> **Text excerpt**:
-- START --

So there are more settings required to ensure true broker-to-broker communication other than in the [network.internalApi] section, but which ones is not clear to me.

Maarten

@salaboy, that is why we do portmapping, to expose/bind to an external interface/IP of a virtual machine?

I have not seen issues with other cluster solutions, for example mysql (galera cluster) workes perfectly fine from within a container and across multiple hosts.
I can understand some applications have issues with the natting (external ip vs internal docker ip), but I don’t know if that is the case here.

Maarten

@maartend

There is definitely a network problem there… your brokers are complaining that they cannot reach 172.20.0.2 …

Also
Docker networks with driver: bridge are local to the host only -> https://docs.docker.com/network/bridge/

So I don’t think that there is a problem with Zeebe specifically here…

@salaboy I agree, in my initial post I came further, raft was coming up, but there was a conflict/issue with metrics server.

Since @jwulf pointed me to the docker-compose again I was thinking that I missed something so started again.

Do you have any insights where to look for this error:

Maarten

@salaboy, I thought that the setting in the zeebe.cfg.toml was for this:

[network.internalApi]
# Overrides the host used for internal broker-to-broker communication
host = "<<IP of the host>>"

But it is not using the IP specified there, at least raft is not using it.

Maarten

@maartend can you try setting that parameter to 0.0.0.0 to bind to the local address?

@salaboy no difference, same error.

-- END --

> **Record list**:
-- START --

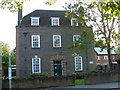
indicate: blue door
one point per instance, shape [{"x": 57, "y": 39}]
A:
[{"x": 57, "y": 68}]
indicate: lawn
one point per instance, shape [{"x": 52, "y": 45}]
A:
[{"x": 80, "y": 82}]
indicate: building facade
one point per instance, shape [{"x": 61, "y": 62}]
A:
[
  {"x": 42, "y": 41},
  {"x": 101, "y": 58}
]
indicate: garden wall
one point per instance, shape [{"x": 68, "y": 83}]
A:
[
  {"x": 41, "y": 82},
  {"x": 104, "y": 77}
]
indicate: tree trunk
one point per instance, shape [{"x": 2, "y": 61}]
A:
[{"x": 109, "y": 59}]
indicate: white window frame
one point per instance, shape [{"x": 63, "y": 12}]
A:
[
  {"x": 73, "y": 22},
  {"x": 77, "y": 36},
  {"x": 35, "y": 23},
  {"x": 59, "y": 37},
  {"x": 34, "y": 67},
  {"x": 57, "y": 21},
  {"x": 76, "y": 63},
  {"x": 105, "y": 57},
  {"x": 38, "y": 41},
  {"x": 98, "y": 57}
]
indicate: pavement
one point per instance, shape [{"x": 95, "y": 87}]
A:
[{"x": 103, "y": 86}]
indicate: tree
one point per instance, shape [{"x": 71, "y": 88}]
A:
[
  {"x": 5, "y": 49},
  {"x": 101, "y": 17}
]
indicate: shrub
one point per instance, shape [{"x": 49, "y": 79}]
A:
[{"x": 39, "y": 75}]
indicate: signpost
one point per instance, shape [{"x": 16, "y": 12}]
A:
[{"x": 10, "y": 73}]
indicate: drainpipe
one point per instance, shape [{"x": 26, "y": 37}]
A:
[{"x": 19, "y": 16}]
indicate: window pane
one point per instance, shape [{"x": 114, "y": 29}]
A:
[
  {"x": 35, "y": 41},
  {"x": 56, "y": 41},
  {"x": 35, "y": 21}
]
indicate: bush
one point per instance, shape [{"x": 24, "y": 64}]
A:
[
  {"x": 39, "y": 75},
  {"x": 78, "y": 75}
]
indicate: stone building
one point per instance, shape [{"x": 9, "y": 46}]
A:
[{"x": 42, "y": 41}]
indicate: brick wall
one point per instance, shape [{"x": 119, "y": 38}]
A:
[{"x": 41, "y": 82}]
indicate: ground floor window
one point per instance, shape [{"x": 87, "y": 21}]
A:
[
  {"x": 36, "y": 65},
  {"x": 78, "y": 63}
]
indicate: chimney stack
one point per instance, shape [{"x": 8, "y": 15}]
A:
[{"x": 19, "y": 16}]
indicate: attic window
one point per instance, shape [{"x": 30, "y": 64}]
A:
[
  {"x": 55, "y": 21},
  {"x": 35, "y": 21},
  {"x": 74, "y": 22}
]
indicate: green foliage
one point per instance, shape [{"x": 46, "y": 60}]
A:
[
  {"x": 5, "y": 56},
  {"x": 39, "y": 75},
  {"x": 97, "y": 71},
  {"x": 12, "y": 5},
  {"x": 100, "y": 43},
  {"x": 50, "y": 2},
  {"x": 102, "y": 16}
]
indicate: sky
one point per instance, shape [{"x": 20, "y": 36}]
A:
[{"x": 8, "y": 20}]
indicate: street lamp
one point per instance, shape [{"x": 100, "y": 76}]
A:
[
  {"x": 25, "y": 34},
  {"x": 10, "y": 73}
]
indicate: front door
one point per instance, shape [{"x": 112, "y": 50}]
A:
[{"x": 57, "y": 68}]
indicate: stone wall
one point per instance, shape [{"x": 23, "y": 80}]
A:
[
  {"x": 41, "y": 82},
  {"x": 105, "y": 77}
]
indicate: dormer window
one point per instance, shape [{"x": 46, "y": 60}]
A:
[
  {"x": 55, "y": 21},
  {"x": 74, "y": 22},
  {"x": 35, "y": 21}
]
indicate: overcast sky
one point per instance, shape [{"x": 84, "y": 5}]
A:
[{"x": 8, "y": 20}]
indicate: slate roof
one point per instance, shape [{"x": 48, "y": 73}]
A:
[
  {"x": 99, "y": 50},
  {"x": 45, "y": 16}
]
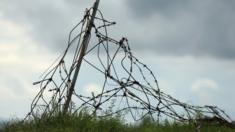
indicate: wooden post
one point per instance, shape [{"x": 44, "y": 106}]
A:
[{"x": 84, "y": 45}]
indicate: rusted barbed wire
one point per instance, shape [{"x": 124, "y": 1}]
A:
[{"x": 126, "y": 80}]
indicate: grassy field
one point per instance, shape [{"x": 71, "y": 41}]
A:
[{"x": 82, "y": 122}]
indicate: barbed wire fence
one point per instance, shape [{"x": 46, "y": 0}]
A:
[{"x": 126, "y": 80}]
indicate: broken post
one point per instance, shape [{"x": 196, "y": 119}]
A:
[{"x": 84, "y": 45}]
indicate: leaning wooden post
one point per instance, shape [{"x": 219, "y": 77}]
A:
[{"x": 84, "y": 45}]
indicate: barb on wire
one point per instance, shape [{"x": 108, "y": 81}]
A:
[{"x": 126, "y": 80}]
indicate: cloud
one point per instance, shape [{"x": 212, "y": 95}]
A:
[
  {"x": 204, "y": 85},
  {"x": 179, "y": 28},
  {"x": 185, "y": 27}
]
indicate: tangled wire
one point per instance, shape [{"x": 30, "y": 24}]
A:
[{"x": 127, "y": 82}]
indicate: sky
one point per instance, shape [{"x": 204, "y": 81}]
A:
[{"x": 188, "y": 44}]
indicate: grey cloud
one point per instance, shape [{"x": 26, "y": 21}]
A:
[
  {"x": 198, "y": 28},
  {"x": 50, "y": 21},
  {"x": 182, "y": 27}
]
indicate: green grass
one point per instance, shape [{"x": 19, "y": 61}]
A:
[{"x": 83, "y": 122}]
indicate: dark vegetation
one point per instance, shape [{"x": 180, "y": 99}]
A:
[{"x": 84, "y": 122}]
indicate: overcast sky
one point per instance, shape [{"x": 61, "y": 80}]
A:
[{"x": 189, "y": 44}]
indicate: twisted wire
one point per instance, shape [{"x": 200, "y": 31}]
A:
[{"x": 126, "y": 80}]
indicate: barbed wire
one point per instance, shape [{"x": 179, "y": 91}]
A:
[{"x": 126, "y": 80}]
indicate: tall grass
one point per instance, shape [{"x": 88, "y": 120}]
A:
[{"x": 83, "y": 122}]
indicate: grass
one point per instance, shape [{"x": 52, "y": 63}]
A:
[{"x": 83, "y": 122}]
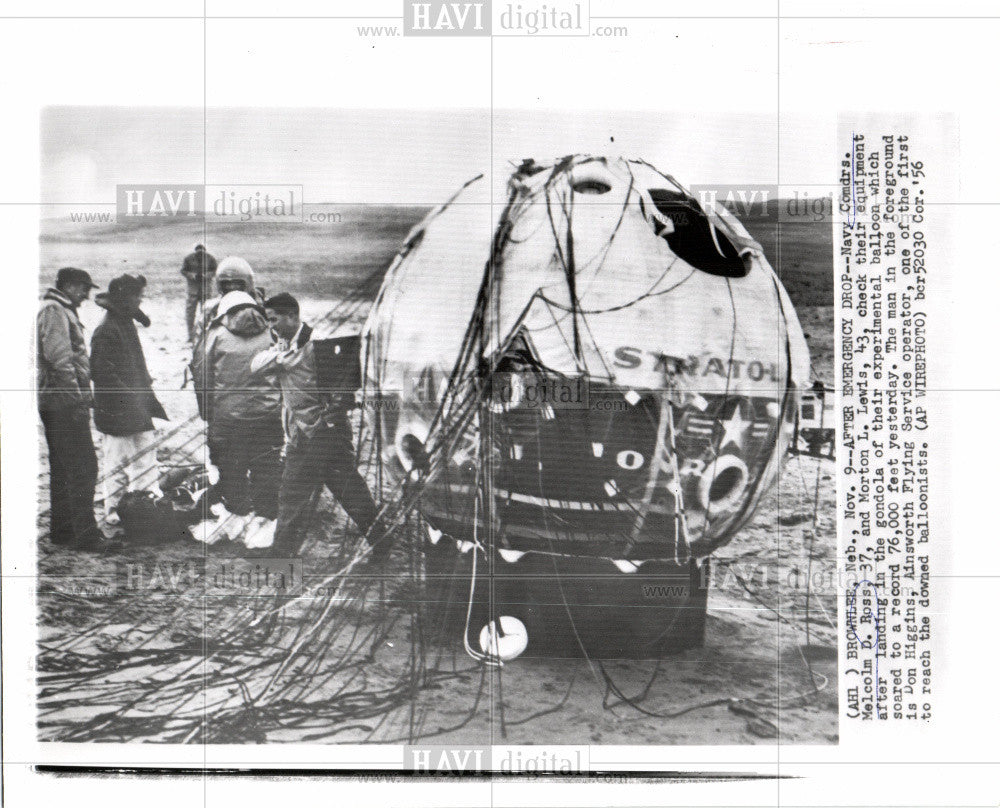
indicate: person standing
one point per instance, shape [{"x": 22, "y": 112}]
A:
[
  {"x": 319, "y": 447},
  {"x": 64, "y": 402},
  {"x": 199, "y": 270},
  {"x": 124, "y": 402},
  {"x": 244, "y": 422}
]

-- END --

> **Your task**:
Reproduce the full Zeebe broker networking thread word for word. The records play no part in this exercise.

> **Reply to the task**:
So there are more settings required to ensure true broker-to-broker communication other than in the [network.internalApi] section, but which ones is not clear to me.

Maarten

@salaboy, that is why we do portmapping, to expose/bind to an external interface/IP of a virtual machine?

I have not seen issues with other cluster solutions, for example mysql (galera cluster) workes perfectly fine from within a container and across multiple hosts.
I can understand some applications have issues with the natting (external ip vs internal docker ip), but I don’t know if that is the case here.

Maarten

@maartend

There is definitely a network problem there… your brokers are complaining that they cannot reach 172.20.0.2 …

Also
Docker networks with driver: bridge are local to the host only -> https://docs.docker.com/network/bridge/

So I don’t think that there is a problem with Zeebe specifically here…

@salaboy I agree, in my initial post I came further, raft was coming up, but there was a conflict/issue with metrics server.

Since @jwulf pointed me to the docker-compose again I was thinking that I missed something so started again.

Do you have any insights where to look for this error:

Maarten

@salaboy, I thought that the setting in the zeebe.cfg.toml was for this:

[network.internalApi]
# Overrides the host used for internal broker-to-broker communication
host = "<<IP of the host>>"

But it is not using the IP specified there, at least raft is not using it.

Maarten

@maartend can you try setting that parameter to 0.0.0.0 to bind to the local address?

@salaboy no difference, same error.